╭─ EXTRAIT À LIRE

Générateurs privés : le conflit autour des compteurs s’envenime

Les propriétaires de « moteurs » débraient pour dénoncer le durcissement des contrôles, le ministre de l’Économie veut se montrer intransigeant, les usagers trinquent.

Un poteau électrique d’EDL bardé de branchements effectués par des propriétaires de générateurs dans le sud du pays. Photo Mar. S.

Rien ne va vraiment plus entre l’État et les propriétaires de générateurs, ces exploitants illégaux, mais tolérés depuis des années parce qu’ils fournissent du courant pendant les heures de coupures imposées par Électricité du Liban (EDL). Les membres du « comité central » qui affirme les représenter ont en effet appelé lors d’une conférence de presse hier à Hadeth à éteindre tous les générateurs du pays entre 17h et 19h.

╰─

CONSIGNES DE L'EXERCICE:
1/ Répondez à ces questions à partir de l'article sur les générateurs privés :
(a) Quelle entreprise impose les heures de coupures ?
(b) Dans quelle localité la conférence de presse s'est-elle tenue ?
(c) Entre quelles heures l'appel demande-t-il d'éteindre les générateurs ?
2/ Recopiez le passage de l'article sur les générateurs privés qui commence par « Générateurs privés : le » et va jusqu'à « Photo Mar. S. ».
Les lignes placées après l'extrait ne sont pas nécessaires.

╭─ DONNÉES FOURNIES

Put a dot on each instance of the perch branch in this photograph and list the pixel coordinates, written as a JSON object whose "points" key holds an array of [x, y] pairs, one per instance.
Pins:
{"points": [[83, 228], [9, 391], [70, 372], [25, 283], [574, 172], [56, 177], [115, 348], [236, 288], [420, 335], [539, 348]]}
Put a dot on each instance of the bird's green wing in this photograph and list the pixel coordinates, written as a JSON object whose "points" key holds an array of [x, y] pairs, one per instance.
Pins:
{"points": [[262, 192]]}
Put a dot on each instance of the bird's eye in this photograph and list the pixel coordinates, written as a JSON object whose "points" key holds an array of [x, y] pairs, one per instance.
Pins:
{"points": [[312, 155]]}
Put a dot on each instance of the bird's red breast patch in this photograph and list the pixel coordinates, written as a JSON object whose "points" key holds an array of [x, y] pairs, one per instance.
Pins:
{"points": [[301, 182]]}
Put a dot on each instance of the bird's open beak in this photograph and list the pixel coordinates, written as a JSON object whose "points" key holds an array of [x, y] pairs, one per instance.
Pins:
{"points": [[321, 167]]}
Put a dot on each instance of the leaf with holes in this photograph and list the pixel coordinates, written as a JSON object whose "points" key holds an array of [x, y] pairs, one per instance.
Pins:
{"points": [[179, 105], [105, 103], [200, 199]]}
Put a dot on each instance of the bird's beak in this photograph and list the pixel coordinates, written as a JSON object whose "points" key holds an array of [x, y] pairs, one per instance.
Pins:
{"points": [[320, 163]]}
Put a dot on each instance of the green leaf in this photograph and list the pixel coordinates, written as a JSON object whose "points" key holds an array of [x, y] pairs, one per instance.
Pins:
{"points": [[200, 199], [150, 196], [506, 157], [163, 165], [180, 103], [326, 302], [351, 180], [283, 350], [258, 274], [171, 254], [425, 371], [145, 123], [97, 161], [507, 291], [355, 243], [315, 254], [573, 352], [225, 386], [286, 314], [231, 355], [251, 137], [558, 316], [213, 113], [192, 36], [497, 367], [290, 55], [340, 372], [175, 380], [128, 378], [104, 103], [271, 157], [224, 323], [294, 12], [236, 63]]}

╰─

RÉPONSES:
1/
(a) Électricité du Liban (EDL)
(b) À Hadeth
(c) Entre 17h et 19h

2/
Générateurs privés : le conflit autour des compteurs s’envenime

Les propriétaires de « moteurs » débraient pour dénoncer le durcissement des contrôles, le ministre de l’Économie veut se montrer intransigeant, les usagers trinquent.

Un poteau électrique d’EDL bardé de branchements effectués par des propriétaires de générateurs dans le sud du pays. Photo Mar. S.